## Consigne
Dans le texte à lire, recopiez le passage allant de « Une analyse des » jusqu'à « des émissions de GES. » en substituant « pharmacie » à « chimie ».

## Texte à lire
========

Ainsi, les réductions des émissions industrielles de la dernière décennie résultent de la mise en œuvre des solutions les plus faciles. Pour atteindre les ambitieux objectifs du paquet « Fit for 55 », le secteur de l'électricité ne sera donc pas le seul à devoir poursuivre sa décarbonation. Les industries manufacturières devront elles aussi entamer une décarbonation en profondeur. Pour abaisser les émissions globales, les entreprises peuvent s'efforcer de devenir plus efficaces s’agissant de leurs émissions, ou les moins performantes peuvent se rétracter et laisser le marché aux entreprises plus efficaces en la matière. Ces concepts d'innovation vs réallocation des ressources sont bien connus pour leur contribution à la croissance globale de la productivité. Cependant, le débat sur la décarbonation de l'économie se concentre sur les nouvelles technologies plutôt que sur la pleine exploitation du potentiel des technologies existantes.

Une analyse des facteurs sous-jacents à l'évolution de l'intensité des émissions des industries manufacturières est également avancée et relève que, dans le passé, la production ne s'est pas déplacée vers les entreprises les plus efficaces en termes d'émissions de GES. La contribution de l'innovation a été mitigée. Elle a été positive pour la chimie, par exemple, mais négative pour l'industrie métallurgique. La croissance des entreprises est toutefois allée de pair avec une amélioration de l'efficacité des émissions de GES.

En ce qui concerne la réallocation ou le déplacement des activités, nous constatons que l'intensité des émissions est très inégalement répartie entre les entreprises d'un même secteur des industries manufacturières. Dans la plupart des secteurs, un nombre limité d'entreprises dont l'efficacité en matière d'émissions est relativement faible sont responsables d'une grande partie des émissions (cf. graphique 2). Cela implique qu'il existe un énorme potentiel inexploité de rattrapage technologique et de réallocation des activités entre les entreprises pour réduire les émissions globales. Un retrait limité des entreprises les plus intensives en carbone peut entraîner une diminution totale des émissions de l'ordre de 40 %. Une hausse du prix du carbone alimentera ce processus de réaffectation puisque certaines entreprises pourraient alors subir un flux de trésorerie négatif. Toutefois, cette réallocation basée sur le prix du carbone ne sera pas nécessairement la solution la plus optimale pour comprimer les émissions. La raison en est que les entreprises les moins rentables ne sont pas toujours les moins efficaces en matière d’émissions de GES. Cela signifie qu'une combinaison plus large de mesures politiques sera nécessaire pour décarboner les industries manufacturières dans les temps. La généralisation de la tarification du carbone pourrait donc s'accompagner d'objectifs d'efficacité sur le plan des émissions de GES afin d'inciter les secteurs très rentables ou les entreprises peu efficaces à rendre leurs activités plus écologiques et à transférer la production vers les entreprises les moins émettrices.

========

## Données fournies
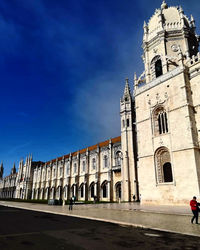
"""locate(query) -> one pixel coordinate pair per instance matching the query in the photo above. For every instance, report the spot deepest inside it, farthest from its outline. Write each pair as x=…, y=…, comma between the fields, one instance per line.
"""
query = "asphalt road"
x=23, y=229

========

## Réponse complète
Une analyse des facteurs sous-jacents à l'évolution de l'intensité des émissions des industries manufacturières est également avancée et relève que, dans le passé, la production ne s'est pas déplacée vers les entreprises les plus efficaces en termes d'émissions de GES. La contribution de l'innovation a été mitigée. Elle a été positive pour la pharmacie, par exemple, mais négative pour l'industrie métallurgique. La croissance des entreprises est toutefois allée de pair avec une amélioration de l'efficacité des émissions de GES.